— WORK TO DO —
Can you rewrite the lines of the data below as a JSON list of strings, one string per line and no blank lines? Start at the line containing "Indicate the pup's eye" and continue through the end of the data.

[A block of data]
□ □ □ □ □ □ □
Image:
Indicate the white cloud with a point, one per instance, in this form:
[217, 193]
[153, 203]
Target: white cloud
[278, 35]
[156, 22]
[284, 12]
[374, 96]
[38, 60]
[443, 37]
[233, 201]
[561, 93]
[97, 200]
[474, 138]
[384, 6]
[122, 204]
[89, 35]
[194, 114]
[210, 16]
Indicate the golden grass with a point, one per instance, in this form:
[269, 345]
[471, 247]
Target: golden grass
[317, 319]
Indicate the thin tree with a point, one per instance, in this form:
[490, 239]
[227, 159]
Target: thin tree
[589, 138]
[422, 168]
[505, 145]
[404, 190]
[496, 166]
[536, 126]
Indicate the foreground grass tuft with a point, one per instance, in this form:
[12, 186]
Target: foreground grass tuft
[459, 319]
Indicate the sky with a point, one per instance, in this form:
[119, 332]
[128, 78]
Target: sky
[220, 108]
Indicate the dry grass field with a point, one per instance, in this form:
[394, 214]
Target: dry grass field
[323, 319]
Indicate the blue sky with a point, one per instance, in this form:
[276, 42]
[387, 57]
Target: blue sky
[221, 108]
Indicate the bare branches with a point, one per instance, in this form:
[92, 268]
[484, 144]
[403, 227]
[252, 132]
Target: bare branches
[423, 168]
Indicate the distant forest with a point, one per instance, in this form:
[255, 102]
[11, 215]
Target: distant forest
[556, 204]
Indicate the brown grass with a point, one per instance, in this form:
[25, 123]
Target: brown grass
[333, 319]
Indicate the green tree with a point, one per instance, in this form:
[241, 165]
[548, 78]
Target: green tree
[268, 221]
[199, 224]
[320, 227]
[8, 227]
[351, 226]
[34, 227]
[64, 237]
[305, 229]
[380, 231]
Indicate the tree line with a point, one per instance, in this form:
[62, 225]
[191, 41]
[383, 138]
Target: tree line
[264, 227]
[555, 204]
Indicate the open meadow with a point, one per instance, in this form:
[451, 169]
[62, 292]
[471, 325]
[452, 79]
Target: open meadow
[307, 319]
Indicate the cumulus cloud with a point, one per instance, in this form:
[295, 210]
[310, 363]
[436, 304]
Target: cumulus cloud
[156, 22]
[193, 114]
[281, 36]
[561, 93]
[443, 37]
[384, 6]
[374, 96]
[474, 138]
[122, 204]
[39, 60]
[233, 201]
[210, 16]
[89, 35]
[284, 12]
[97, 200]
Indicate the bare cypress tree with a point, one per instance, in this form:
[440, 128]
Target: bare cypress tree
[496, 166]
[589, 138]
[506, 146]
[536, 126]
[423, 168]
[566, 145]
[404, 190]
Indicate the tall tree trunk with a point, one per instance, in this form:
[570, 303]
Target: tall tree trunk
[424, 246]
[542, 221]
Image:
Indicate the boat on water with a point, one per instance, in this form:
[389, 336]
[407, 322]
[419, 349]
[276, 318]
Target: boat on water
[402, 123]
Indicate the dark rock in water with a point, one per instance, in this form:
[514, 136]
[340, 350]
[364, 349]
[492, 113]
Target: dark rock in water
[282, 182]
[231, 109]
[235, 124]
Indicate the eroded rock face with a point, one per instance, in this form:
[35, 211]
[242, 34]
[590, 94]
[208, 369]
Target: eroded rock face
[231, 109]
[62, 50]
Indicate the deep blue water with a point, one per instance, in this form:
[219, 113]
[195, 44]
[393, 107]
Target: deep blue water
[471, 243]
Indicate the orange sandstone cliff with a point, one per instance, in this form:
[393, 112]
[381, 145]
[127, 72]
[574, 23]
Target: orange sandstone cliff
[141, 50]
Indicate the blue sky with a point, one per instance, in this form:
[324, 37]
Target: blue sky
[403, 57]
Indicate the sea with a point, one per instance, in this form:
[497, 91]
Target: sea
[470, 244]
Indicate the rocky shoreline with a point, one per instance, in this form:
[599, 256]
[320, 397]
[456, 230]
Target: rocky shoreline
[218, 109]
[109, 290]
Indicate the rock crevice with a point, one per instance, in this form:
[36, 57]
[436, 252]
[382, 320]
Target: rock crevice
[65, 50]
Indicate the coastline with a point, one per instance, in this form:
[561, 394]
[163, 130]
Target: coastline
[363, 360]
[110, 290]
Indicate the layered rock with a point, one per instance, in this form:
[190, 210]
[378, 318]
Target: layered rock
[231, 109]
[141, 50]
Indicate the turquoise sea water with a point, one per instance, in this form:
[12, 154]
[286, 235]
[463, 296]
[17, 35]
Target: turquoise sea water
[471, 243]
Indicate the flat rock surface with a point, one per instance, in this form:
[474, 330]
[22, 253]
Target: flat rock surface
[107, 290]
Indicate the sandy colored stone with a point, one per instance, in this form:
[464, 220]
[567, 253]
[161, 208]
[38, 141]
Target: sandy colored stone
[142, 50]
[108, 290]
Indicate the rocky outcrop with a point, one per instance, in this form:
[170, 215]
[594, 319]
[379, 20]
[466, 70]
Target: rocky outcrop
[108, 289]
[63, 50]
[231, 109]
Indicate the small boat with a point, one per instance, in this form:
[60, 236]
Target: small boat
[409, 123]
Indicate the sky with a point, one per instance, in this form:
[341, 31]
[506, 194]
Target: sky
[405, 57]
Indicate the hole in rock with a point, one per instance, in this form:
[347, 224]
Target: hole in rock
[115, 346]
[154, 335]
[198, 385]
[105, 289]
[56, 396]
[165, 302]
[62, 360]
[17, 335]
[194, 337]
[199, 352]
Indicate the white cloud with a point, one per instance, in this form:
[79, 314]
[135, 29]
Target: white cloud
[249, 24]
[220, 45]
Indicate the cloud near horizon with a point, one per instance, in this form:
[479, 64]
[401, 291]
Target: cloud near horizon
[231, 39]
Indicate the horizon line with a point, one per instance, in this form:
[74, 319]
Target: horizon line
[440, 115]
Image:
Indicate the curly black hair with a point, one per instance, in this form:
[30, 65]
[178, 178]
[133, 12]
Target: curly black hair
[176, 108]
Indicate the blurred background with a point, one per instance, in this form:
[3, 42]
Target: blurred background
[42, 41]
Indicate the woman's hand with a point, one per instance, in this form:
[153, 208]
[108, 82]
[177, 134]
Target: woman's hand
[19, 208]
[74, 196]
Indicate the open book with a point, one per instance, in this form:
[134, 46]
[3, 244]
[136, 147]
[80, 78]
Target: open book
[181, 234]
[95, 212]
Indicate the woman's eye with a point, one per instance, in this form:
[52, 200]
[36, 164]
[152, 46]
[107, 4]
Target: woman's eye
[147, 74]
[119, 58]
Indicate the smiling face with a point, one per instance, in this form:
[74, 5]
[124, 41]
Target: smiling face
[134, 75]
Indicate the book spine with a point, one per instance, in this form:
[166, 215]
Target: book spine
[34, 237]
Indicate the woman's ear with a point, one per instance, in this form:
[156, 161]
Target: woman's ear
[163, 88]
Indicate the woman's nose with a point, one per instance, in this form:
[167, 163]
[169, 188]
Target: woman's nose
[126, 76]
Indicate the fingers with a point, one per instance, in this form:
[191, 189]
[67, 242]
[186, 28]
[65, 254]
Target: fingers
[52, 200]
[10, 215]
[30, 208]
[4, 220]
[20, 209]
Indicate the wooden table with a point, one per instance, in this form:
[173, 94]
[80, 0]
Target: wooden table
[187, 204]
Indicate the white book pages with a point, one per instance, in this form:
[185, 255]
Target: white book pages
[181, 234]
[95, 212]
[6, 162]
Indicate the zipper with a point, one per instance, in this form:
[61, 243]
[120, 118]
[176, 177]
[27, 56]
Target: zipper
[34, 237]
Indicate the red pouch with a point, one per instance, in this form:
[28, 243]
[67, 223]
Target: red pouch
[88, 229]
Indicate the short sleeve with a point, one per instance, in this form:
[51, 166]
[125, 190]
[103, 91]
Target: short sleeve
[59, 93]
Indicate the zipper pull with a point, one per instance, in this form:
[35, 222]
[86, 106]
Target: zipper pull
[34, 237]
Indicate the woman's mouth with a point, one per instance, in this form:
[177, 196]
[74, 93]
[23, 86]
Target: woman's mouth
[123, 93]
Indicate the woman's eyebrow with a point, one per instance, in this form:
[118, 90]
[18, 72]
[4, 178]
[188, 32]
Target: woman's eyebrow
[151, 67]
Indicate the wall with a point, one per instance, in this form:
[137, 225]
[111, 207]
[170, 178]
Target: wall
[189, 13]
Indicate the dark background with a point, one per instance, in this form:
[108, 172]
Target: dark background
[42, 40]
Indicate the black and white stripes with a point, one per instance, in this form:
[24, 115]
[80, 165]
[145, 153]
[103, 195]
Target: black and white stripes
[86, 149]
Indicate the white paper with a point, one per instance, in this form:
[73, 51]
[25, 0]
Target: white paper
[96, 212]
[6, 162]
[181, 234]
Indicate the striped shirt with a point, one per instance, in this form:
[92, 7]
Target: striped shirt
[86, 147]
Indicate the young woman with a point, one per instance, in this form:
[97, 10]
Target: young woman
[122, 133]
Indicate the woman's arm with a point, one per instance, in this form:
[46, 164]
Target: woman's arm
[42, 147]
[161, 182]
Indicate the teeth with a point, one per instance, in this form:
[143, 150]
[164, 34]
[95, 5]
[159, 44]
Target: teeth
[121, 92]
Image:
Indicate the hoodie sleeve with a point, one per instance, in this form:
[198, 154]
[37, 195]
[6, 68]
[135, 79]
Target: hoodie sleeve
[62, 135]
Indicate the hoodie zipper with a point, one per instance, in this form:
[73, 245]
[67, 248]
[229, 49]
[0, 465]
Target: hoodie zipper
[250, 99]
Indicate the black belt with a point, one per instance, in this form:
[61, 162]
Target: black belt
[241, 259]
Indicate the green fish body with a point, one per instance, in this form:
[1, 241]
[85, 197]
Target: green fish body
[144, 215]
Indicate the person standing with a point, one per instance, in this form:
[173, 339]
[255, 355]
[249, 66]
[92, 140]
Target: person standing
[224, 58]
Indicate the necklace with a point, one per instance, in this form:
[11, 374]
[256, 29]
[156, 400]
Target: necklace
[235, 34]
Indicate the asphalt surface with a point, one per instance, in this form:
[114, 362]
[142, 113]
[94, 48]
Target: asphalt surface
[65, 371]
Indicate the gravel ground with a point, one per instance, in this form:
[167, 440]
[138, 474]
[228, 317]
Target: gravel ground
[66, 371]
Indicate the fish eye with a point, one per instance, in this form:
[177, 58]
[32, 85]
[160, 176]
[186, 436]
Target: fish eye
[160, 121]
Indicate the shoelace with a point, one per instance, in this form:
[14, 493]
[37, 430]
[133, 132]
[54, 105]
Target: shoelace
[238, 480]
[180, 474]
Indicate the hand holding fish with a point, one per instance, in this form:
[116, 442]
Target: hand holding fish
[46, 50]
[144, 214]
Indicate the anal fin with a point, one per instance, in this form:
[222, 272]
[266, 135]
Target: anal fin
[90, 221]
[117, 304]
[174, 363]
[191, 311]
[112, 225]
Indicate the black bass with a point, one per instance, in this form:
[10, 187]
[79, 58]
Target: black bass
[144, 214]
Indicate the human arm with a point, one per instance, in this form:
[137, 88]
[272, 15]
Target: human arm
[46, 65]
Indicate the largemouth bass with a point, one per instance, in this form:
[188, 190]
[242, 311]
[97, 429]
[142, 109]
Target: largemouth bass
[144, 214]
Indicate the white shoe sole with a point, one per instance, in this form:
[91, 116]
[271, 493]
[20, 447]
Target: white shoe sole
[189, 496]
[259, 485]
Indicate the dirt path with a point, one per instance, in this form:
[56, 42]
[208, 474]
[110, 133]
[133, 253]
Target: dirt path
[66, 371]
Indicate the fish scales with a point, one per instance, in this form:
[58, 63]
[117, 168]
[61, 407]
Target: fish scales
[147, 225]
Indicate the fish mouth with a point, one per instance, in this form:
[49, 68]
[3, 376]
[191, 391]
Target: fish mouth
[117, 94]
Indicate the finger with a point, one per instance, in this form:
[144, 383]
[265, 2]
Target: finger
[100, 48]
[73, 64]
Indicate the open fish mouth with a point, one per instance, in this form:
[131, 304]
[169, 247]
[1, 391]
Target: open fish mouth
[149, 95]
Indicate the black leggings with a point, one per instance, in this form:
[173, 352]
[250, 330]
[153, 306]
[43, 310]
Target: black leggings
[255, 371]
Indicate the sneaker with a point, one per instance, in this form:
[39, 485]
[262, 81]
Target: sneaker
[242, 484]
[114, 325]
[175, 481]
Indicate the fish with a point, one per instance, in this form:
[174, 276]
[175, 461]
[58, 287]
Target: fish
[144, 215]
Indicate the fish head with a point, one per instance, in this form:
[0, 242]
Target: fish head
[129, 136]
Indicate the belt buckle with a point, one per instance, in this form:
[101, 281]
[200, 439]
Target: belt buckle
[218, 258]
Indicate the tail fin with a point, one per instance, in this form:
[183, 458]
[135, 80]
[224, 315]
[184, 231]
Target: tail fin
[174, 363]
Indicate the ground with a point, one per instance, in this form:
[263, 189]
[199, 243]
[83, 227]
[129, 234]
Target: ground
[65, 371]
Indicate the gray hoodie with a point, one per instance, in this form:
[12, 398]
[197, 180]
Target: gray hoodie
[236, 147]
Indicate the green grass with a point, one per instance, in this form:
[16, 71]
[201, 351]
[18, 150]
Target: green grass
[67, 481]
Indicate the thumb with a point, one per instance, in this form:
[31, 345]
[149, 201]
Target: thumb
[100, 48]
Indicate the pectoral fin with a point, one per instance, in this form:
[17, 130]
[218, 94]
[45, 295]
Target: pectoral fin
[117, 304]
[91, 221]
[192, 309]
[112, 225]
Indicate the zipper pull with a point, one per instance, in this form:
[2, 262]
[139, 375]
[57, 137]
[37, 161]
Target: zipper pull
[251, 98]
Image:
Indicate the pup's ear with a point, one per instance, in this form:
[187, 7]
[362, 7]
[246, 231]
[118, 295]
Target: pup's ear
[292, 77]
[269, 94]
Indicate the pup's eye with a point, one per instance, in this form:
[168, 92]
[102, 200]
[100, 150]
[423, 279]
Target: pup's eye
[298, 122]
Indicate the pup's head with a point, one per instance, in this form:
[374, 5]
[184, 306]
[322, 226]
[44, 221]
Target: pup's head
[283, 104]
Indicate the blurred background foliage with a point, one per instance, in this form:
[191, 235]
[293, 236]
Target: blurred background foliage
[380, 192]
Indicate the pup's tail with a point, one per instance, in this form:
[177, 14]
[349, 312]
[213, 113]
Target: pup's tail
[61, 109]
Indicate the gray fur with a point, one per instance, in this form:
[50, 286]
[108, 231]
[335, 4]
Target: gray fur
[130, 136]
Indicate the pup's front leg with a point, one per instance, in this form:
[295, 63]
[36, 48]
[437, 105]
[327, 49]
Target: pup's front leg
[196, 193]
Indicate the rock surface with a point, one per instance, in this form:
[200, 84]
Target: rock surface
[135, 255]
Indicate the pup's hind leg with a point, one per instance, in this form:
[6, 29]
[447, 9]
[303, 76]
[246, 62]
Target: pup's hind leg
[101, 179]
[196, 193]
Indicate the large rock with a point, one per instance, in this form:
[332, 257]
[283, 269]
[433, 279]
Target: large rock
□ □ □ □ □ □ □
— EXERCISE RESPONSE —
[
  "Indicate the pup's eye with a point, one per instance, in this form:",
  "[168, 92]",
  "[102, 200]",
  "[100, 150]",
  "[423, 279]",
  "Target: pup's eye",
  "[298, 122]",
  "Indicate the pup's head with a point, one per instance, in this form:",
  "[374, 5]",
  "[184, 306]",
  "[322, 226]",
  "[44, 221]",
  "Target: pup's head",
  "[283, 104]",
  "Indicate the blurred background foliage with a point, one per instance, in this form:",
  "[191, 235]",
  "[293, 236]",
  "Target: blurred background foliage",
  "[380, 192]",
  "Indicate the pup's tail with a point, one per instance, in this form:",
  "[177, 14]",
  "[349, 312]",
  "[213, 113]",
  "Target: pup's tail",
  "[61, 109]",
  "Indicate the gray fur with a point, one per instance, in this form:",
  "[50, 286]",
  "[108, 231]",
  "[335, 4]",
  "Target: gray fur",
  "[130, 136]",
  "Indicate the pup's front leg with a point, one per instance, in this form:",
  "[295, 63]",
  "[36, 48]",
  "[437, 105]",
  "[327, 49]",
  "Target: pup's front leg",
  "[196, 193]",
  "Indicate the rock surface with a point, one per instance, in this form:",
  "[200, 84]",
  "Target: rock surface",
  "[135, 255]",
  "Indicate the pup's hind leg with a point, one per instance, in this form:",
  "[6, 29]",
  "[447, 9]",
  "[303, 76]",
  "[246, 62]",
  "Target: pup's hind leg",
  "[101, 179]",
  "[196, 193]",
  "Indicate the large rock with a point, one per instance, in this form:",
  "[332, 257]",
  "[283, 269]",
  "[433, 279]",
  "Target: large rock"
]